- Opening Delimiter -

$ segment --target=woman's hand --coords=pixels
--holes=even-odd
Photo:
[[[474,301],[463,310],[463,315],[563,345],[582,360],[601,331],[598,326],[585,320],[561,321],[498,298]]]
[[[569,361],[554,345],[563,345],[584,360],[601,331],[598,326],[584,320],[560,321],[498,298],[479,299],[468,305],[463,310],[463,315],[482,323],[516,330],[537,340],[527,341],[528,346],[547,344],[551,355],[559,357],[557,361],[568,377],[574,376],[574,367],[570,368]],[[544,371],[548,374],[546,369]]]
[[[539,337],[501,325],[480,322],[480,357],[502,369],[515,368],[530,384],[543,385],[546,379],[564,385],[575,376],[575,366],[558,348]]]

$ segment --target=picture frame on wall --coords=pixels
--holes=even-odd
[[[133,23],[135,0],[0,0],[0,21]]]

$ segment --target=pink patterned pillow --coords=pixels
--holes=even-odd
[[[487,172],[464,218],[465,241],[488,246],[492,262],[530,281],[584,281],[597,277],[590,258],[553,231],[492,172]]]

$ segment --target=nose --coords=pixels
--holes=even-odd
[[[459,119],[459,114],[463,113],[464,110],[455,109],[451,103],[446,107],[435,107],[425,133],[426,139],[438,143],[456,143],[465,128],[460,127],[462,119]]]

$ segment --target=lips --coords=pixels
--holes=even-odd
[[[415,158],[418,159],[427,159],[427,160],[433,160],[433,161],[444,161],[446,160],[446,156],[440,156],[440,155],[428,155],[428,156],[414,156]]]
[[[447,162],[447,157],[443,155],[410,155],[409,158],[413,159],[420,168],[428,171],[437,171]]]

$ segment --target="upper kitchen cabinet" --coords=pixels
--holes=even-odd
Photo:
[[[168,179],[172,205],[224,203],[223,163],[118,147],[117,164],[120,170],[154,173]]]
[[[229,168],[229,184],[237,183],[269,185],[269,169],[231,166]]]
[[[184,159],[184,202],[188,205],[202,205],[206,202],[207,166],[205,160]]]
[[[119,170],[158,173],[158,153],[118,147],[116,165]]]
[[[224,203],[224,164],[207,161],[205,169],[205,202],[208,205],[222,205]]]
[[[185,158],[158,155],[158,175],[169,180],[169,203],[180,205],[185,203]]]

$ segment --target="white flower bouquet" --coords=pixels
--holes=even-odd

- Closing Delimiter -

• Task to complete: Return the full listing. Leave every word as it stands.

• Response box:
$ segment --target=woman's hand --coords=pixels
--holes=even-odd
Photo:
[[[474,301],[463,310],[463,315],[563,345],[582,360],[601,331],[598,326],[585,320],[561,321],[498,298]]]
[[[569,361],[554,345],[563,345],[584,360],[601,331],[598,326],[584,320],[560,321],[498,298],[479,299],[468,305],[463,310],[463,315],[482,323],[516,330],[537,340],[527,341],[528,346],[547,344],[551,355],[559,357],[557,361],[568,377],[574,376],[574,367],[570,368]],[[544,371],[548,374],[546,369]]]
[[[539,337],[501,325],[480,322],[480,357],[502,369],[515,368],[530,384],[543,385],[546,379],[564,385],[575,376],[575,366],[558,348]]]

$ segment --target=picture frame on wall --coords=pixels
--holes=even-odd
[[[133,23],[135,0],[0,0],[0,21]]]

$ segment --target=pink patterned pillow --coords=pixels
--holes=even-odd
[[[487,172],[464,218],[465,241],[488,246],[492,262],[530,281],[584,281],[597,277],[590,258],[553,231],[492,172]]]

$ segment --target=nose --coords=pixels
--holes=even-odd
[[[459,119],[459,114],[463,113],[464,110],[455,109],[451,103],[446,107],[435,107],[425,133],[426,139],[438,143],[456,143],[465,128],[460,127],[462,119]]]

$ segment --target=lips --coords=pixels
--holes=even-odd
[[[415,158],[418,159],[427,159],[427,160],[433,160],[433,161],[444,161],[446,160],[446,156],[440,156],[440,155],[428,155],[428,156],[414,156]]]
[[[447,162],[447,157],[443,155],[410,155],[409,158],[413,159],[420,168],[428,171],[437,171]]]

$ segment --target="upper kitchen cabinet" --coords=pixels
--holes=even-odd
Photo:
[[[168,179],[172,205],[224,203],[223,163],[118,147],[117,164],[120,170],[154,173]]]
[[[229,168],[229,184],[237,183],[269,185],[269,169],[231,166]]]
[[[184,159],[184,202],[188,205],[202,205],[206,202],[207,166],[205,160]]]
[[[119,170],[158,173],[158,153],[118,147],[116,165]]]
[[[224,203],[224,164],[207,161],[205,169],[205,202],[208,205],[222,205]]]
[[[185,158],[158,155],[158,175],[169,180],[169,203],[180,205],[185,203]]]

$ segment --target="white flower bouquet" --coords=pixels
--holes=even-odd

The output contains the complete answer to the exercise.